- Exercise goal -
Please reproduce all entries word for word, leaving every image behind.

(Image-grounded pointing data)
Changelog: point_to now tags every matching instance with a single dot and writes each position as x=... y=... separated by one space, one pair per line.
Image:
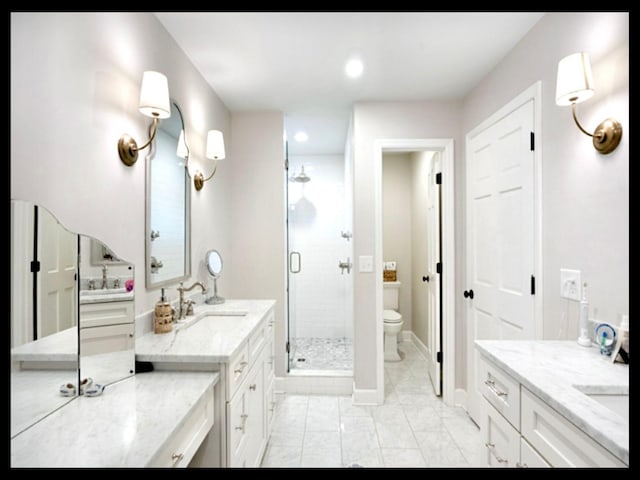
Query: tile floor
x=314 y=353
x=413 y=429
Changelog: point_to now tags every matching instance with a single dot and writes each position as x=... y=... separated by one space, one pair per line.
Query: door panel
x=500 y=236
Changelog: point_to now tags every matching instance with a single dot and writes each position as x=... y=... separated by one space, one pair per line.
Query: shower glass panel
x=320 y=291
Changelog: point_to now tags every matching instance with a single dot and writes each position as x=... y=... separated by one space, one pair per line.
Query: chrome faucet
x=104 y=275
x=183 y=307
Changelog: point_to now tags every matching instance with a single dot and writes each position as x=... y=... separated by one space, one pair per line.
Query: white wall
x=385 y=120
x=257 y=227
x=397 y=225
x=585 y=211
x=317 y=215
x=75 y=80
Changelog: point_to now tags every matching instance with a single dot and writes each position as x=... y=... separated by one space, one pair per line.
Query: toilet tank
x=390 y=295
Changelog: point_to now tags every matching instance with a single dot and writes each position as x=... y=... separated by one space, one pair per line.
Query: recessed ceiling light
x=354 y=67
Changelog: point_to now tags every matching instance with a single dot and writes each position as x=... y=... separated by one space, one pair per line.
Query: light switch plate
x=570 y=284
x=365 y=263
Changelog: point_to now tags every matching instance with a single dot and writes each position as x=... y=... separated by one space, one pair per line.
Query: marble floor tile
x=403 y=458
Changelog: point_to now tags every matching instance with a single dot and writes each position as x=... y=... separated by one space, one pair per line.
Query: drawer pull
x=492 y=386
x=242 y=367
x=491 y=447
x=244 y=420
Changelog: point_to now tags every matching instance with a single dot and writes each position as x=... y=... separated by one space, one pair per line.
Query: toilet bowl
x=392 y=322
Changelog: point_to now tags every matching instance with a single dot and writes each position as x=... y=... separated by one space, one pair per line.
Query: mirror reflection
x=44 y=314
x=213 y=261
x=64 y=289
x=168 y=204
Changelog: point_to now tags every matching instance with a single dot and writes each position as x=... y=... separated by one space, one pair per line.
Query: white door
x=58 y=255
x=433 y=278
x=500 y=236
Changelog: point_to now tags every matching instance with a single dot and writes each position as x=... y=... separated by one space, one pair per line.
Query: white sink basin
x=614 y=398
x=103 y=291
x=224 y=320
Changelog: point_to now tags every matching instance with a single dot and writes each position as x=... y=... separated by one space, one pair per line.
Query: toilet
x=392 y=321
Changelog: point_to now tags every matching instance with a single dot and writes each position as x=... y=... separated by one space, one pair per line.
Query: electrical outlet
x=570 y=284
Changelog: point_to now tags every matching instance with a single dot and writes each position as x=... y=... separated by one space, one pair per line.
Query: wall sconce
x=215 y=151
x=154 y=103
x=574 y=85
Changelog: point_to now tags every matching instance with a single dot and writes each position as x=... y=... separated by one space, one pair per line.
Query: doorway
x=444 y=357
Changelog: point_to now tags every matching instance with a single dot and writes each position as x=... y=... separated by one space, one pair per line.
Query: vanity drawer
x=559 y=441
x=501 y=390
x=238 y=369
x=501 y=440
x=183 y=444
x=256 y=342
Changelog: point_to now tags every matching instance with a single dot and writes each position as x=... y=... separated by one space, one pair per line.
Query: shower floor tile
x=314 y=353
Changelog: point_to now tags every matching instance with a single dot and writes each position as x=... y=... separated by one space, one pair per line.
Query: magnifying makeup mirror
x=213 y=261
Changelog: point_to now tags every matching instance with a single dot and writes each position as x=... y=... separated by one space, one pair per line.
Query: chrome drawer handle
x=492 y=386
x=242 y=367
x=491 y=447
x=244 y=420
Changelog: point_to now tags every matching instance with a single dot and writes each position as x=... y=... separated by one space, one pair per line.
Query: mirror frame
x=149 y=284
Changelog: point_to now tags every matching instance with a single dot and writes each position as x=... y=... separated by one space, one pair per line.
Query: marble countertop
x=57 y=347
x=124 y=427
x=557 y=371
x=214 y=334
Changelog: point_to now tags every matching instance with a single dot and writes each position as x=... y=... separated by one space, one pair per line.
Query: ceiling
x=294 y=61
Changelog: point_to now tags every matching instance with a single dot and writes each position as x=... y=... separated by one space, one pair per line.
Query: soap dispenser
x=162 y=315
x=584 y=339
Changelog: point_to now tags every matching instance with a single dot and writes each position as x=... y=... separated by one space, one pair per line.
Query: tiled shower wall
x=320 y=294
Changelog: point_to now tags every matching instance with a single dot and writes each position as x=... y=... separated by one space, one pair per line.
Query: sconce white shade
x=154 y=95
x=182 y=150
x=574 y=83
x=215 y=145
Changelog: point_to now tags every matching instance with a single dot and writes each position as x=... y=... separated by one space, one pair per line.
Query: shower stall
x=320 y=265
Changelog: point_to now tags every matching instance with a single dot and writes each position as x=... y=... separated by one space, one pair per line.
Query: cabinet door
x=255 y=421
x=501 y=440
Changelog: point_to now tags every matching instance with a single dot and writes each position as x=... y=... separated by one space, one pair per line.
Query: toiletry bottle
x=583 y=339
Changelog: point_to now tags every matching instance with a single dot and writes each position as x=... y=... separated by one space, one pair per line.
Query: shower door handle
x=291 y=269
x=343 y=265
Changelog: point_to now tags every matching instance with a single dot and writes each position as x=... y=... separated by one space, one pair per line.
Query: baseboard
x=315 y=385
x=367 y=396
x=460 y=398
x=422 y=348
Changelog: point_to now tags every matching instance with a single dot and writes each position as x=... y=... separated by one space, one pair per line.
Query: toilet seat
x=391 y=316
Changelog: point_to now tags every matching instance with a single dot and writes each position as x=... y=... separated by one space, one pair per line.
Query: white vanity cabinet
x=250 y=397
x=106 y=327
x=519 y=429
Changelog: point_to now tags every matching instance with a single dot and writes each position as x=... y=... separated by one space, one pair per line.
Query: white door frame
x=445 y=147
x=534 y=92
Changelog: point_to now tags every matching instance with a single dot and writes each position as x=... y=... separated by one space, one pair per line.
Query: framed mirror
x=213 y=261
x=44 y=314
x=168 y=208
x=70 y=319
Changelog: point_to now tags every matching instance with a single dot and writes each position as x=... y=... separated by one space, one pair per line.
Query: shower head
x=301 y=177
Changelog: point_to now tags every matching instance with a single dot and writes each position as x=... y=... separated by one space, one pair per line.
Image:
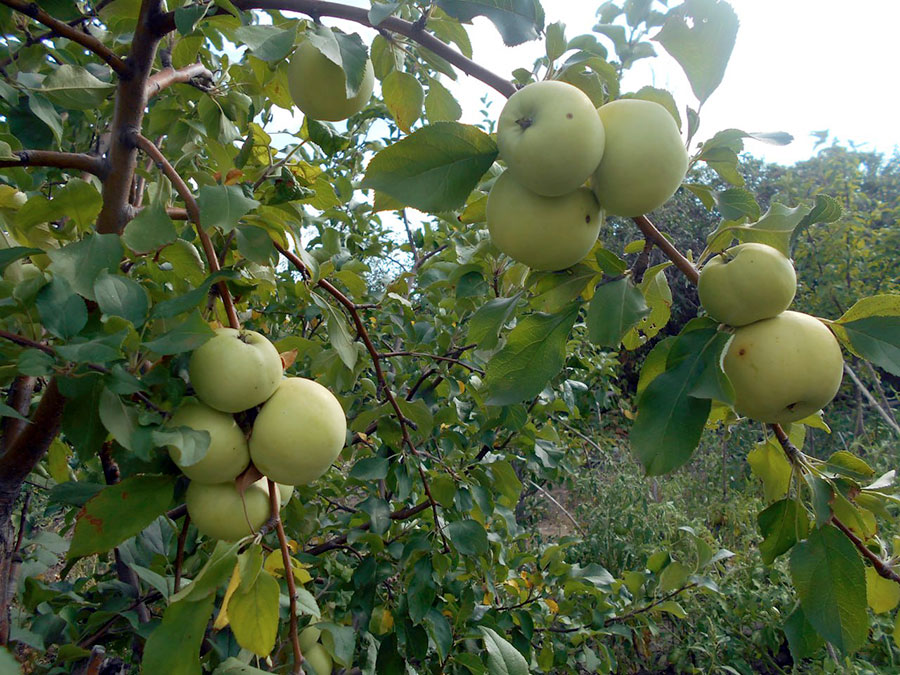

- Response to this task -
Changelog: point_to now tags every matching instance with a single dot and writes each position as x=... y=... separated by one space, one pair per line.
Image:
Query: tile floor
x=314 y=353
x=413 y=429
Changelog: point_to now tags every matching instance with a single dot and writes each position as x=... y=... separated by one space, one pair per line.
Query: door panel
x=500 y=236
Changelog: point_to now tags every matching instance with a single dot and writes each position as x=... y=... separated by one space, one pair per line.
Query: shower glass panel
x=320 y=291
Changelog: point_to now tags every matching instance with a single dot and writes each position as x=... y=... separated by one space, one pair per line.
Query: chrome faucet
x=104 y=275
x=183 y=307
Changelog: point_to now tags every matching instance with a single dot and writes each position as x=... y=... separated by one space, one pair per line.
Query: white wall
x=385 y=120
x=257 y=227
x=397 y=225
x=585 y=211
x=317 y=215
x=75 y=80
Changelog: point_to now tags every matching instance with a single dot and writes each position as x=... y=... separated by one space, one pair per line.
Query: toilet tank
x=390 y=295
Changelog: point_to now tags every matching instance with a single dot and writes each position as x=... y=... separated by one space, one pair per line.
Query: recessed ceiling light
x=354 y=67
Changelog: point_to now tags every matching instance with a single dot and writes each position as x=... y=... separated by one space, one pair per line.
Query: light switch plate
x=570 y=284
x=365 y=263
Changelog: point_to now tags every matching instance with a single dot and writes each position as x=... y=... separated by one space, one pair per line.
Query: marble floor tile
x=403 y=458
Changelog: point_to now tags every matching instance with a single dot and writes each position as x=... y=... separated by one space, one pair per line.
Query: drawer pull
x=492 y=386
x=242 y=367
x=491 y=447
x=244 y=420
Changelog: point_to now tags every matching instance with a single dot and writes each position as x=... y=... separated by one space, one pair per line.
Query: toilet bowl
x=392 y=322
Changelog: point_to now tags every matching instance with a single dot and writes each position as x=... y=... separated by one space, one pair per line.
Query: mirror reflection
x=44 y=314
x=213 y=261
x=64 y=289
x=168 y=204
Changelog: point_to now tags every matching instance with a single dot and writes each position as x=... y=... separated by one space, one pair per line.
Query: white door
x=58 y=255
x=433 y=278
x=500 y=236
Changelog: point_to now tags every matching instance with a single dot and writes each position as x=... y=... separated by one space, one pair per line.
Query: white sink basin
x=614 y=398
x=103 y=291
x=224 y=320
Changelog: point_to now tags every matching instance with a single dot and writes each position as x=... y=... separated by one space, one pair per line.
Query: toilet
x=392 y=321
Changelog: point_to now tags every matching instance with a single dot and writes each position as x=... y=... separated by one space, one pair per line.
Query: electrical outlet
x=570 y=284
Changelog: point_to now tags every matching instance with a single dot and writes each position as x=... y=... separated by one space, one pair per line.
Query: wall sconce
x=215 y=151
x=154 y=103
x=574 y=85
Changelog: point_to now tags every matching instance with a single dot and writes each position as x=... y=... separated by one space, one pair per line.
Query: doorway
x=444 y=357
Changelog: point_to now tags every matching instance with a single dot and writes each position as x=... y=... separated by one space, one pair per line.
Query: vanity drawer
x=559 y=441
x=501 y=390
x=238 y=369
x=501 y=440
x=183 y=444
x=256 y=342
Changelog: point_to now tags every matching instance with a single dot and writes each position as x=... y=... separated by one space, one pair per line.
Query: shower floor tile
x=314 y=353
Changelog: point_to now tags every matching instance with a single dot and writes each position as x=... y=... separated by one space, one pair per line.
Query: magnifying makeup mirror
x=213 y=261
Changelog: point_to now tags every matching instance with a single dot and writes each position as x=... y=... separated by one space, one pair per line.
Query: chrome drawer handle
x=492 y=386
x=242 y=367
x=491 y=447
x=244 y=420
Changelog: point_to now tags every matching instance with a single dot and writes each position as x=... y=... separated by one space, one pair per line.
Query: mirror frame
x=149 y=284
Changelog: point_to now tags every matching instance with a single dot and writes each position as x=... y=... separated by one space, one pair per line.
Query: marble countertop
x=57 y=347
x=124 y=427
x=557 y=371
x=214 y=334
Changelog: point_to now tags every matching instance with a single dot and writes each position as x=... y=... separated by one space, one pair per line.
Query: ceiling
x=294 y=61
Changelog: point_to now tags every matching instance with a single dot and writes each position as x=... y=... separated by one space, one pair per line.
Query: soap dispenser
x=162 y=315
x=584 y=339
Changelog: point_to now tags every matching instance with a single dot and writes each position as x=... y=... separated by one space, one pair per line.
Query: tiled shower wall
x=320 y=294
Changelog: point_to now tags every matching instance with a single dot and writes each position as x=... y=... separated by one space, one pair per line.
Query: sconce white shade
x=154 y=95
x=182 y=150
x=574 y=83
x=215 y=145
Changelog: point_to now tags every matching instance with a single dot and writes each position as x=... y=... separated by one space, one pair per line.
Query: shower stall
x=320 y=265
Changelog: point_to now tags every matching instance with a single dot and writes each position as x=... y=... separated by one space, one pair per line.
Query: cabinet door
x=255 y=421
x=501 y=440
Changelog: point_to now tags every matching instance with a single dot and writes each position as x=... y=... separated by one space, one pair per line.
Query: toiletry bottle
x=583 y=339
Changelog: point_to now tags every matching instance with a single dot and writes each position as x=... y=... separated by one space, one pair per line.
Query: shower door handle
x=291 y=269
x=343 y=265
Changelog: point_to now tags every matching instance with a single dot and writes each position as x=... y=... separated by one space, one pair per line.
Query: baseboard
x=315 y=385
x=367 y=396
x=460 y=398
x=422 y=348
Changelog: point_to now tags every matching instance with a single dot and writes each position as x=... y=... separated by one space, one pair per line.
Query: toilet seat
x=391 y=316
Changelog: point_to now tags every matching instance with a single dot and writes each position as x=... y=... separated by one space, one pair per line.
Query: white vanity cabinet
x=250 y=397
x=106 y=327
x=519 y=429
Changelog: point_to now tags every matching instance with a single dot and writes each position as x=... y=... separated by one space, one pair per line.
Query: white door frame
x=445 y=147
x=534 y=92
Changelog: point_to now tags every matching instance with a single dot and writes each position as x=... y=... separated by one space, one pair per line.
Query: framed mirror
x=213 y=261
x=44 y=314
x=168 y=208
x=70 y=319
Changelog: point_to now tags every matching instance with a single dot and writes each position as x=... y=... separated by one space, one pair per line.
Query: shower head
x=301 y=177
Changelog: point_to now tags every matching instance with a single dot and writes each position as x=... y=... separated by one space, one pair per line.
Image:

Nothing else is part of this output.